## Task list:
1) Return the passage of the logo-comparison project description from "This project provides" up to and including "DBSCAN or k-means.", copied word for word.
2) Decide whether each statement below agrees with the logo-comparison project description, answering yes or no and quoting the words of the description that settle it. (a) The project groups logos with the DBSCAN algorithm. (b) Potrace is used to turn bitmaps into SVG vector graphics. (c) BeautifulSoup handles the asynchronous HTTP requests.

LogoSimilarity

A tool for downloading, converting, and comparing company logos to identify visual similarities without using traditional ML clustering approaches.

Overview

This project provides a complete pipeline for identifying and grouping similar logos across different websites without relying on machine learning algorithms. The system combines vector-based representation (SVG), multi-dimensional feature comparison, and graph-based clustering to achieve high accuracy at scale. This approach enables effective logo clustering without relying on traditional ML algorithms like DBSCAN or k-means.

LogoSimilarity: Technologies & Dependencies

The LogoSimilarity tool leverages a diverse set of libraries and technologies to accomplish its tasks. Below is a comprehensive overview of all dependencies used in the codebase.

Core Technologies Table

Category	Technology	Package/Module	Purpose
Data Processing	Pandas	`pandas`	Processing and manipulating domain datasets
	NumPy	`numpy`	Numerical operations and array processing
	Collections	`Counter`, `defaultdict`	Specialized container datatypes
Asynchronous	Asyncio	`asyncio`	Asynchronous I/O operations for concurrent downloads
	Aiohttp	`aiohttp`	Asynchronous HTTP requests
	Aiofiles	`aiofiles`	Asynchronous file operations
Web Scraping	BeautifulSoup	`bs4`	HTML parsing and web scraping
Image Processing	Pillow	`PIL`	Basic image manipulation and processing
	OpenCV	`cv2`	Advanced image processing and thresholding
Vector Graphics	Potrace	`subprocess` integration	Converting bitmaps to vector graphics (SVG)

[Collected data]
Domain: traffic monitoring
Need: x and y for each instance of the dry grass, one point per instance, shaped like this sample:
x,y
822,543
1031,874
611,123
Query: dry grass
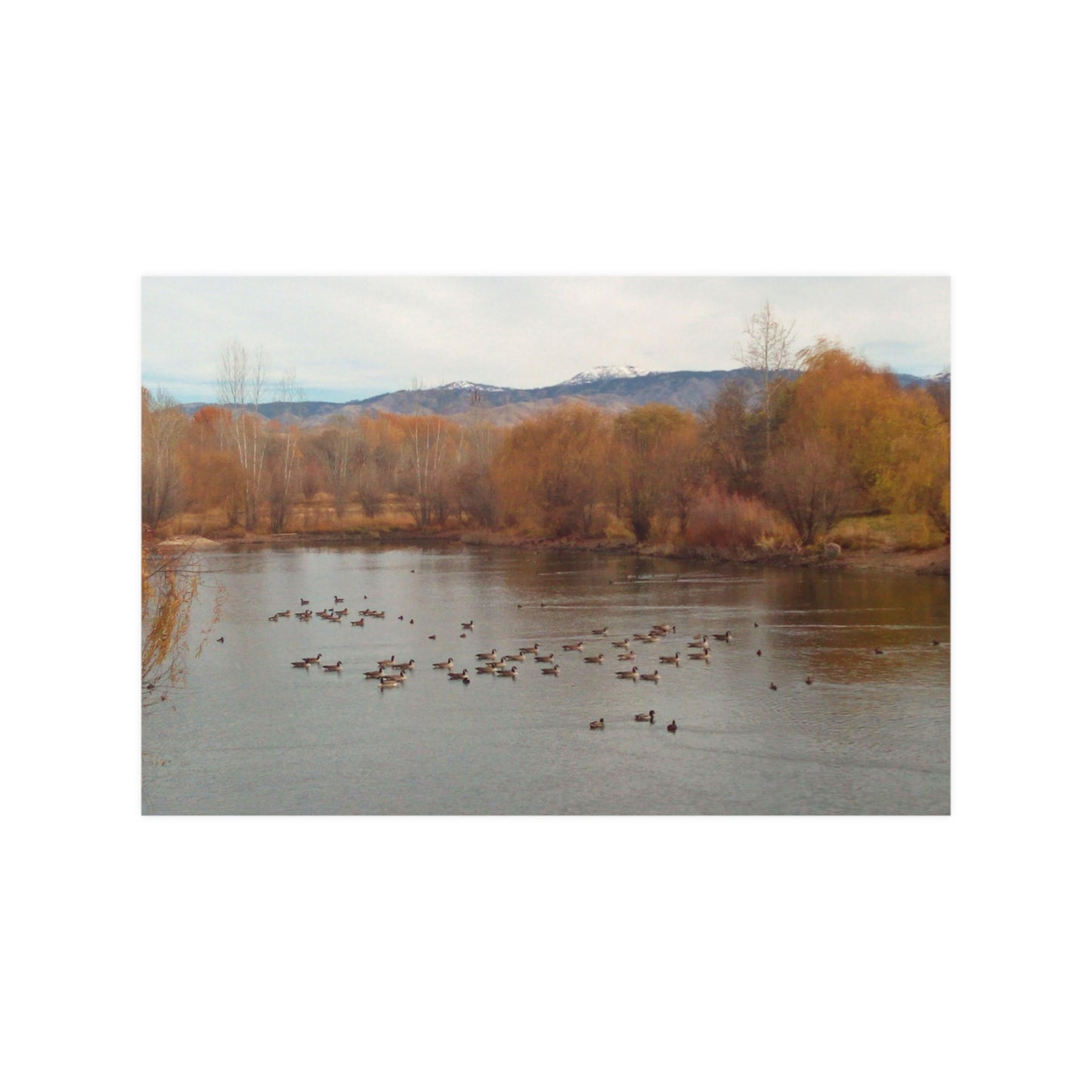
x,y
735,523
913,531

## Responses for each task:
1)
This project provides a complete pipeline for identifying and grouping similar logos across different websites without relying on machine learning algorithms. The system combines vector-based representation (SVG), multi-dimensional feature comparison, and graph-based clustering to achieve high accuracy at scale. This approach enables effective logo clustering without relying on traditional ML algorithms like DBSCAN or k-means.

2)
(a) No: "without relying on traditional ML algorithms like DBSCAN or k-means"
(b) Yes: "Converting bitmaps to vector graphics (SVG)"
(c) No: "HTML parsing and web scraping"